Records provided

══════════════════════════════

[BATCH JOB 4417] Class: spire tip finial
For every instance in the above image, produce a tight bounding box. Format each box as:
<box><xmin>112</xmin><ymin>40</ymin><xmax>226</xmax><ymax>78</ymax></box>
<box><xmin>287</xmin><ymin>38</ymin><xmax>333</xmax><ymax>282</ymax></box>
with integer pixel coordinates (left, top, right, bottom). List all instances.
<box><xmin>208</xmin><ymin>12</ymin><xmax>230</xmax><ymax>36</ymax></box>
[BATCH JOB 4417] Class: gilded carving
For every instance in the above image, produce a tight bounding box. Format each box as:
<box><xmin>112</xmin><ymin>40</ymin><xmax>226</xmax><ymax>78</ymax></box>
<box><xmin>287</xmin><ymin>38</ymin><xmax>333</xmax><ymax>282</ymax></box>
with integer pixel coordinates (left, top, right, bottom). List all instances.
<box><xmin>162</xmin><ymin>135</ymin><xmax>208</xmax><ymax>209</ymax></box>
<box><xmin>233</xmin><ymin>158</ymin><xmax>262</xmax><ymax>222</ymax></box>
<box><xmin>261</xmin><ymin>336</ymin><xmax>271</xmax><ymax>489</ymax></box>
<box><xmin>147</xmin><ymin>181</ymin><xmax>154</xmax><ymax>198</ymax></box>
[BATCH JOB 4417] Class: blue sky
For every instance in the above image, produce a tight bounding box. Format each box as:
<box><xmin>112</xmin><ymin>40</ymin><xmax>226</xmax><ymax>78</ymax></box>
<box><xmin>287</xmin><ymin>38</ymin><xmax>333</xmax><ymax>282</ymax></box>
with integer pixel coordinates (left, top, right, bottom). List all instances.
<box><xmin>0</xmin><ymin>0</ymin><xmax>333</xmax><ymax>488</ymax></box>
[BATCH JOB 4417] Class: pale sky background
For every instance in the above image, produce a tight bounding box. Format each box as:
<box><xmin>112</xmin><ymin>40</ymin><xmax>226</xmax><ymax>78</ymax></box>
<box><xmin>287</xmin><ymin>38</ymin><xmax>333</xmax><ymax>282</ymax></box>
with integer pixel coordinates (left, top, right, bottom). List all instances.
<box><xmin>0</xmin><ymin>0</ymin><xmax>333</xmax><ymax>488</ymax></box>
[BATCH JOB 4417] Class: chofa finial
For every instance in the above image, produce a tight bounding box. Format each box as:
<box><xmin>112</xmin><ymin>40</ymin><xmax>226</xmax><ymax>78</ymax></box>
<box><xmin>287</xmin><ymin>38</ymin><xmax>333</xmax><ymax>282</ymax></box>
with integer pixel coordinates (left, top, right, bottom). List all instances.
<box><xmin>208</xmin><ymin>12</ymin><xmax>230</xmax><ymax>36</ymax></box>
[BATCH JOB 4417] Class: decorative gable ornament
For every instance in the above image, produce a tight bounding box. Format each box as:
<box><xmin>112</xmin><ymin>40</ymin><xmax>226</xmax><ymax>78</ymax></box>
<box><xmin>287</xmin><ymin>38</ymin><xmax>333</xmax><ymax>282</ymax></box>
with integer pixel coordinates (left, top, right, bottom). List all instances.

══════════════════════════════

Description of the task
Return, word for word, the lines of the rows above, starting at the line that contains "[BATCH JOB 4417] Class: chofa finial" and ending with the final line of the rows.

Expected answer
[BATCH JOB 4417] Class: chofa finial
For every instance in the above image, produce a tight bounding box. Format each box as:
<box><xmin>112</xmin><ymin>40</ymin><xmax>226</xmax><ymax>78</ymax></box>
<box><xmin>287</xmin><ymin>38</ymin><xmax>333</xmax><ymax>282</ymax></box>
with integer pixel coordinates (left, top, right, bottom). List all instances.
<box><xmin>208</xmin><ymin>12</ymin><xmax>230</xmax><ymax>36</ymax></box>
[BATCH JOB 4417] Class: decorative gable ornament
For every instance in the above image, produce a tight bounding box. Format each box as:
<box><xmin>112</xmin><ymin>40</ymin><xmax>226</xmax><ymax>78</ymax></box>
<box><xmin>287</xmin><ymin>38</ymin><xmax>333</xmax><ymax>282</ymax></box>
with integer pixel coordinates (left, top, right, bottom). List all instances.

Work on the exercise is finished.